*PROVIDED MATERIAL:*
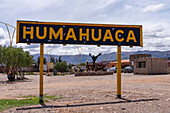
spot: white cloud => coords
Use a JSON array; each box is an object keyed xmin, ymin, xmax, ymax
[
  {"xmin": 141, "ymin": 3, "xmax": 165, "ymax": 12},
  {"xmin": 125, "ymin": 5, "xmax": 134, "ymax": 10},
  {"xmin": 0, "ymin": 0, "xmax": 170, "ymax": 55}
]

*GOAL:*
In every row, swap "white cloud" for "gray cloud" and reproduce the text otherwise unchanged, omitting the pictures.

*TASK RESULT:*
spot: gray cloud => coords
Use a JSON array; each box is an object keyed xmin, ymin, xmax, ymax
[
  {"xmin": 141, "ymin": 3, "xmax": 165, "ymax": 12},
  {"xmin": 125, "ymin": 5, "xmax": 134, "ymax": 10},
  {"xmin": 0, "ymin": 0, "xmax": 170, "ymax": 55}
]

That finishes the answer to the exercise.